* _What you are asked to do_: Collect every line in the rows that contains the string "sneaker", treating uppercase and lowercase as different.

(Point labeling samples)
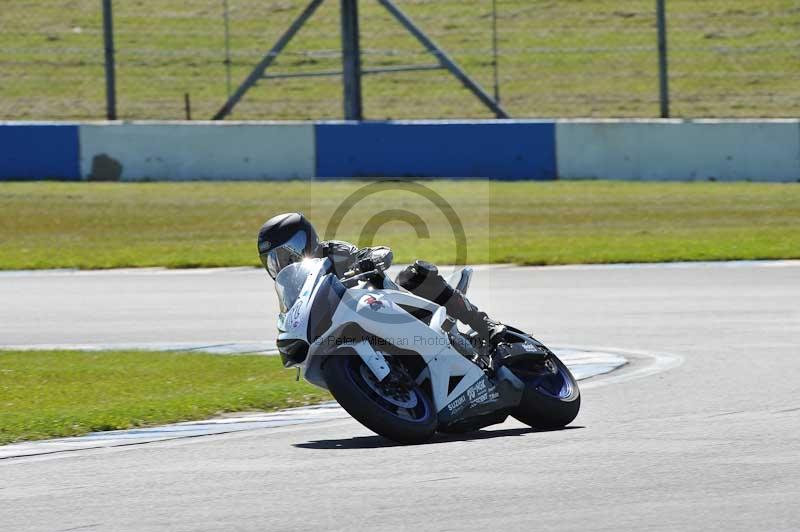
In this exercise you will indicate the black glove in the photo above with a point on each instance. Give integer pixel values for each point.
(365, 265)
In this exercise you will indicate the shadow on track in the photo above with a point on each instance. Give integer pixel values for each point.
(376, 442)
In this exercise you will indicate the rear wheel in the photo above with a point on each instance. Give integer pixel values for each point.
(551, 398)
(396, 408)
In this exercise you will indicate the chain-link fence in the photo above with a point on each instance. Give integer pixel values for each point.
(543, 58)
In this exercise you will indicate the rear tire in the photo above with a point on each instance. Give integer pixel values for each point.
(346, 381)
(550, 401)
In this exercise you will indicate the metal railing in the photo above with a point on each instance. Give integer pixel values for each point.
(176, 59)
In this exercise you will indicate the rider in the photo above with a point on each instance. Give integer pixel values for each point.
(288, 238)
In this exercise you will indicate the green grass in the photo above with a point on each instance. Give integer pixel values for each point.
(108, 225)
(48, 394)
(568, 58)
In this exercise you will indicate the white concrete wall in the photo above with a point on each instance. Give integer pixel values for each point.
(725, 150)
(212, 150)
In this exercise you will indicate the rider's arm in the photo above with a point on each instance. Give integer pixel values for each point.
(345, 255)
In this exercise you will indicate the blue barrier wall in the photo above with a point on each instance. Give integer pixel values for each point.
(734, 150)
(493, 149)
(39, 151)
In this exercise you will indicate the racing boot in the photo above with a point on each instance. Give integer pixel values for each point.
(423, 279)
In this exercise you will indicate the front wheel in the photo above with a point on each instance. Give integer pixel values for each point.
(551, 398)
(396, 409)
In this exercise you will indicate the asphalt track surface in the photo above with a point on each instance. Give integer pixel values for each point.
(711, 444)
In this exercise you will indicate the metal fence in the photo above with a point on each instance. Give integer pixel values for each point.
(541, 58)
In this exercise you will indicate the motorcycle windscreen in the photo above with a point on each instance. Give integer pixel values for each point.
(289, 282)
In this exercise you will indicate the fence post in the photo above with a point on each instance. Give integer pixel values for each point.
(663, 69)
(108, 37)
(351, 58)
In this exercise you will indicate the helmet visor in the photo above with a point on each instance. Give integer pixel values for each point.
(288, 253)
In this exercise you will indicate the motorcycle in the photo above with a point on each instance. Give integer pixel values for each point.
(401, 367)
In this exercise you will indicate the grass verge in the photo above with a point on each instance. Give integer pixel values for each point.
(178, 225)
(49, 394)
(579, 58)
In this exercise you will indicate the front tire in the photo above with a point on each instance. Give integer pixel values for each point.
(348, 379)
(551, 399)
* * *
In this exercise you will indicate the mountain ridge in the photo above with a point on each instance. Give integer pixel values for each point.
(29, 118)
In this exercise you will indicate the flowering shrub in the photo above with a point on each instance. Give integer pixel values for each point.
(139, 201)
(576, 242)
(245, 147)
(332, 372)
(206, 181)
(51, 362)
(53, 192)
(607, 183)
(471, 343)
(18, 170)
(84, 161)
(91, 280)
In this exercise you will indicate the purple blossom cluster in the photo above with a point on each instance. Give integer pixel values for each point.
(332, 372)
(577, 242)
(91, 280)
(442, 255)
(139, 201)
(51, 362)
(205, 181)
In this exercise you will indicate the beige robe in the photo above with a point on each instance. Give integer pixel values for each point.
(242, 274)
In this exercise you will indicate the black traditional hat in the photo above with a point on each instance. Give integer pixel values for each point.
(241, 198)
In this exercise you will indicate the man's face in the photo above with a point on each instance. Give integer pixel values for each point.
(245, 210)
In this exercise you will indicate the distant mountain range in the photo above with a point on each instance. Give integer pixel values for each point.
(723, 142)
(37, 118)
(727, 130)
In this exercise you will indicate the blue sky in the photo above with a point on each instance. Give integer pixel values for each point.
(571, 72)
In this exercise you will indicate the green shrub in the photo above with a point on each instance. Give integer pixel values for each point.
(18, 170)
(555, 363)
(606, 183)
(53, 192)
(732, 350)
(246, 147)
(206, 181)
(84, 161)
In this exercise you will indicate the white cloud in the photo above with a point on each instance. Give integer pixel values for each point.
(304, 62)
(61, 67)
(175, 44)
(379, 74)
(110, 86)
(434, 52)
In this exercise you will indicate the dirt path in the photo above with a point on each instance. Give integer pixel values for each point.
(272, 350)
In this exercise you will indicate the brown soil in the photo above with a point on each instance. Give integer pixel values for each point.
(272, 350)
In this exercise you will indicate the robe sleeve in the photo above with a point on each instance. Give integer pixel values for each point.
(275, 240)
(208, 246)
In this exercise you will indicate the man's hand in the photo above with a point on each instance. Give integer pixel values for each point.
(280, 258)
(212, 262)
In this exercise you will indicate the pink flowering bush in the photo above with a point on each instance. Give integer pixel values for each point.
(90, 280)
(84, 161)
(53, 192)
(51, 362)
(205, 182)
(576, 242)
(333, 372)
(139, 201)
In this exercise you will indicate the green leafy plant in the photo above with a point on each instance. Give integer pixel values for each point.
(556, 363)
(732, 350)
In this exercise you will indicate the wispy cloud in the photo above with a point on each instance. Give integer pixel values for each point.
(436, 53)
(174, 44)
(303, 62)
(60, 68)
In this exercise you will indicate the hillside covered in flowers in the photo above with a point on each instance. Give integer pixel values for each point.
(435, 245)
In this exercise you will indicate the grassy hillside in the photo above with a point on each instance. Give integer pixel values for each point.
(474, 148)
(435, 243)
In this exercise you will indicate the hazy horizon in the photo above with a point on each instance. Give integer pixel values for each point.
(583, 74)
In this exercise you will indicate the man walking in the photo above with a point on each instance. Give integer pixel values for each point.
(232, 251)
* * *
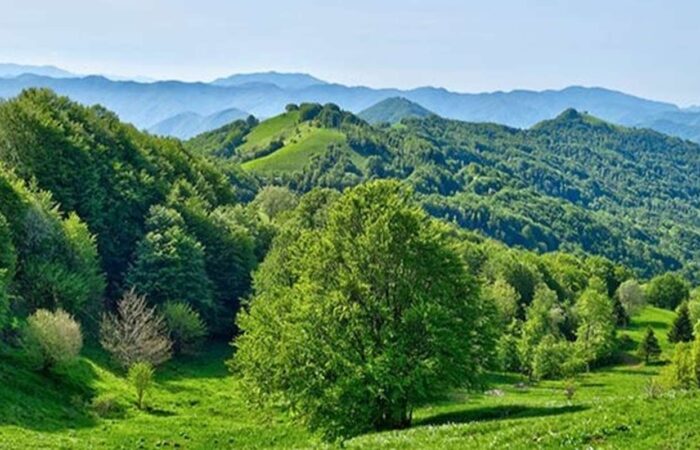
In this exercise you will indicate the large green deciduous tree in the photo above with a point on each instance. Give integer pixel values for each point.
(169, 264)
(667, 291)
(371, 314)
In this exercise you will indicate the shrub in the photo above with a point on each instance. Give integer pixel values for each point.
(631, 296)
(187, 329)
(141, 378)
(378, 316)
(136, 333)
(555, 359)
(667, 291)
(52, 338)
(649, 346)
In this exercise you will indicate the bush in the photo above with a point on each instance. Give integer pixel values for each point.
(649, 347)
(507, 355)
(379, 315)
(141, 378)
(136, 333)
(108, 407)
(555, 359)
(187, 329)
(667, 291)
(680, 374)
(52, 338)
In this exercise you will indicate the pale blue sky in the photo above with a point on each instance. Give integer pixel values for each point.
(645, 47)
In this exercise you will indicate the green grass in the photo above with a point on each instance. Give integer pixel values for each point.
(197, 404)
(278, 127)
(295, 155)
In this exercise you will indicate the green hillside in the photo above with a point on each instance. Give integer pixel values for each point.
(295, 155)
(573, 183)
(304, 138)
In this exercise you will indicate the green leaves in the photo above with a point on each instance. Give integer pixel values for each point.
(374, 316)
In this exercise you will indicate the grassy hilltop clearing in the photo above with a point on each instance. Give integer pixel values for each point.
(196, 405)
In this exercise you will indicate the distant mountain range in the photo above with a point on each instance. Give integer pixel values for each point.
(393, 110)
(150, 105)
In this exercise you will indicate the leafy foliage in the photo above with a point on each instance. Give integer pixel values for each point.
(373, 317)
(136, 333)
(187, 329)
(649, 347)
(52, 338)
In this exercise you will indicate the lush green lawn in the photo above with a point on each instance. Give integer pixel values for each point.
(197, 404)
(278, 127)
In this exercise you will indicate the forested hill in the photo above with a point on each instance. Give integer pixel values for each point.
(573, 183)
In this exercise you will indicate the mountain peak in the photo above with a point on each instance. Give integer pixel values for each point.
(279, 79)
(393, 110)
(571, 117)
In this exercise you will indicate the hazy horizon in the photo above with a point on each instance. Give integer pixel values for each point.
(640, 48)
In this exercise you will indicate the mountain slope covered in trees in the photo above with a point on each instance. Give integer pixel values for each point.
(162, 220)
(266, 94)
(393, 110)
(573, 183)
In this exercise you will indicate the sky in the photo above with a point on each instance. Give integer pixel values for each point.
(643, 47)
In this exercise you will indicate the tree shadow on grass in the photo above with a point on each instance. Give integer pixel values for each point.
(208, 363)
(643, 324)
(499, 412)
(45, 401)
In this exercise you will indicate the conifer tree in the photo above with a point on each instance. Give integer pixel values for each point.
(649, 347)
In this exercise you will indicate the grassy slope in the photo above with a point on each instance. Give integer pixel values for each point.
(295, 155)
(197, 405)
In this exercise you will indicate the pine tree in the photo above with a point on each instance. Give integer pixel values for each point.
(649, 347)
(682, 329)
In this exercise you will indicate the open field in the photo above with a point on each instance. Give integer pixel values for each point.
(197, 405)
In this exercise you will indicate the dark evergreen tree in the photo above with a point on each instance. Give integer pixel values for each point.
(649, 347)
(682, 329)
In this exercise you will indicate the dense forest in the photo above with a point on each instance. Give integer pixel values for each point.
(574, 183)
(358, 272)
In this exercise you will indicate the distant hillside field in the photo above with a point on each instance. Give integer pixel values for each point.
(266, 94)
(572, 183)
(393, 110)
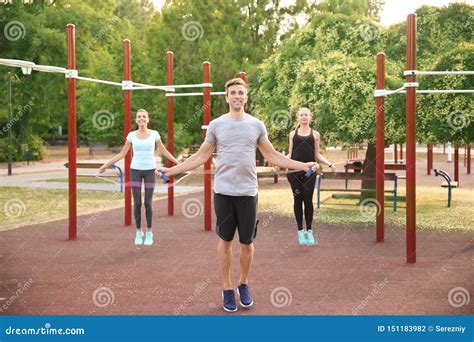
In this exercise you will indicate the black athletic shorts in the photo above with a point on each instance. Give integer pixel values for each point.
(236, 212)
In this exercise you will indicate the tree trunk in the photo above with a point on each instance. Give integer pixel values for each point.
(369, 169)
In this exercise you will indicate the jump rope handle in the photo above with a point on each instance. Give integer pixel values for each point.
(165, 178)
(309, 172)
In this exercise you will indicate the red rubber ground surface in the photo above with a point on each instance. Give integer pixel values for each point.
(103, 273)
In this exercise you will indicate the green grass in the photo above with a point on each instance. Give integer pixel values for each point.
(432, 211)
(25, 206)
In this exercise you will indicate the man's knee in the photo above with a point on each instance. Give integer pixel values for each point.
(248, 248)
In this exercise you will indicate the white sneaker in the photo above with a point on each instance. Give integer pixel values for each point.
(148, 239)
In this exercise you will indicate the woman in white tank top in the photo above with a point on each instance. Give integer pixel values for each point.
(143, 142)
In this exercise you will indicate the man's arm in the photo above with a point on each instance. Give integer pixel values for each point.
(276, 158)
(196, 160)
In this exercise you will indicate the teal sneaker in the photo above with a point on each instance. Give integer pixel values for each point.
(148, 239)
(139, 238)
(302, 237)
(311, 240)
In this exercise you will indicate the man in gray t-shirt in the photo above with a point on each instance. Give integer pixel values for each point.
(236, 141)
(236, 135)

* _Result below_:
In this exercise you will indicate the white sneaker in the photo above with a point on each instance. Give integer pixel values for each point.
In this exercise you will indicate the teal sneaker in the photo above with a point on each instance. Give integer pixel values for each point.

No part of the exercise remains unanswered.